------ Provided data ------
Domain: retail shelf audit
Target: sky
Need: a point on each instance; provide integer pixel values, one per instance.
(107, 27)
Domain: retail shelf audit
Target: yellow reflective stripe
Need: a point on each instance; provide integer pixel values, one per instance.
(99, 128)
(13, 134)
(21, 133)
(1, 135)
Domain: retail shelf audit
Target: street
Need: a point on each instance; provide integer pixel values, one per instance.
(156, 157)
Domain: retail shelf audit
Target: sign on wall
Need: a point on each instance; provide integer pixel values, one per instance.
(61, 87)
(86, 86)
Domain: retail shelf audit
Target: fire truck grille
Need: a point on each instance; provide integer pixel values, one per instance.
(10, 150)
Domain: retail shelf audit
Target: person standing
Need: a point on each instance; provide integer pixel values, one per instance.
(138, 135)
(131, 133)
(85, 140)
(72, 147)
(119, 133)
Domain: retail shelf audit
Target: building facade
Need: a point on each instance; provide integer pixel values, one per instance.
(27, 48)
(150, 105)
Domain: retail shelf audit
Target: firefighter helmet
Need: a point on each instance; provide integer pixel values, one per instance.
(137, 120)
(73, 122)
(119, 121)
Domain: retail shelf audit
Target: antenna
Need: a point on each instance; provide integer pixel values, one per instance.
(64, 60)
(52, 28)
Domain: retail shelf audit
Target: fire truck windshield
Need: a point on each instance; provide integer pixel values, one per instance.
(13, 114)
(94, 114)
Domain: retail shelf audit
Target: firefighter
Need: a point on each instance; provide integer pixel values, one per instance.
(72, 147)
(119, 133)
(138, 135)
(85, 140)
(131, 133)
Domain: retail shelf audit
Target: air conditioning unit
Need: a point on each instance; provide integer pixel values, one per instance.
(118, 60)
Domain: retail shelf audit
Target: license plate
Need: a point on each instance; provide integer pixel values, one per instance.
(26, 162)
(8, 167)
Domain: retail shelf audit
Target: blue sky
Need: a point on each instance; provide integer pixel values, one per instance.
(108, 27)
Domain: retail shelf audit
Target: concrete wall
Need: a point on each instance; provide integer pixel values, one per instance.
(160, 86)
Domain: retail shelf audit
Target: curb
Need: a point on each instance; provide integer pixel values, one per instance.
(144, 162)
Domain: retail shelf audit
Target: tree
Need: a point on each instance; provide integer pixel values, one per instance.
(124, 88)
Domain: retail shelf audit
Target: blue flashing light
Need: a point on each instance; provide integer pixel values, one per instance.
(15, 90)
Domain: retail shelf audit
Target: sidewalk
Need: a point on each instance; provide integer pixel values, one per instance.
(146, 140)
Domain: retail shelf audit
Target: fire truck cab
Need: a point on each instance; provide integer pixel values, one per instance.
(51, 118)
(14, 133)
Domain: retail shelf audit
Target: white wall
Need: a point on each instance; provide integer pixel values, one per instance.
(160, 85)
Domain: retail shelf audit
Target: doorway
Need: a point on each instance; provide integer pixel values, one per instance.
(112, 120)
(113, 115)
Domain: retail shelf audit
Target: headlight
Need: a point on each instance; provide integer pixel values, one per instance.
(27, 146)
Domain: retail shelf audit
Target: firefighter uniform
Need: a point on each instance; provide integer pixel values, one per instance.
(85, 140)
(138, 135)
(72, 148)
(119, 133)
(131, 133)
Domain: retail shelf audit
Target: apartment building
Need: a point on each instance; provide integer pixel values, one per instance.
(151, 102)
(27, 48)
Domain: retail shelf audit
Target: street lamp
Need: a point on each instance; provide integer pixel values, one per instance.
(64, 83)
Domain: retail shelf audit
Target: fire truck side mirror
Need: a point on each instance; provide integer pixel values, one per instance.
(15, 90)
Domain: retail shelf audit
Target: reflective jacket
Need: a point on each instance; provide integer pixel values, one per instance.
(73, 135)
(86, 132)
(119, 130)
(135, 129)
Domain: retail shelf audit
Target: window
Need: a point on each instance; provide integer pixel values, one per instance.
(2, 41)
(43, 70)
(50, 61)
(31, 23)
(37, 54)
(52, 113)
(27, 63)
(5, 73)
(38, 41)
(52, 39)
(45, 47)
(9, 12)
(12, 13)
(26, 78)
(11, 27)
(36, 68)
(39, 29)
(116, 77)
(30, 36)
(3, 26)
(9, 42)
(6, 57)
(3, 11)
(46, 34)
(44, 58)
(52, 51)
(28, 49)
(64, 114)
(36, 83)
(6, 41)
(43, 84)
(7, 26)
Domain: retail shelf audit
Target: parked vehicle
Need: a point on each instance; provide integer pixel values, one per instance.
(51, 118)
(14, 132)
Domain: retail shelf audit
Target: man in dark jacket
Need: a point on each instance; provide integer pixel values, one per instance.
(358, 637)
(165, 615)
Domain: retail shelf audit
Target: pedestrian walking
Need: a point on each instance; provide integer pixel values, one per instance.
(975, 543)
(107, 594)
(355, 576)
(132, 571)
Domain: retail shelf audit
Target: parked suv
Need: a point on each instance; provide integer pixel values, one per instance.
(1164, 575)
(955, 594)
------
Exercise: Output exactly the lines from the one with "Target: pedestrian walking" through the final line of the listing above.

Reply:
Target: pedestrian walking
Need: a point on each instance; provide integer pixel values, one per instance.
(975, 543)
(107, 594)
(355, 576)
(132, 571)
Domain: retail shelf audit
Target: parked suv
Need: a point on each instance; provide integer pixel values, one per instance.
(1164, 575)
(955, 594)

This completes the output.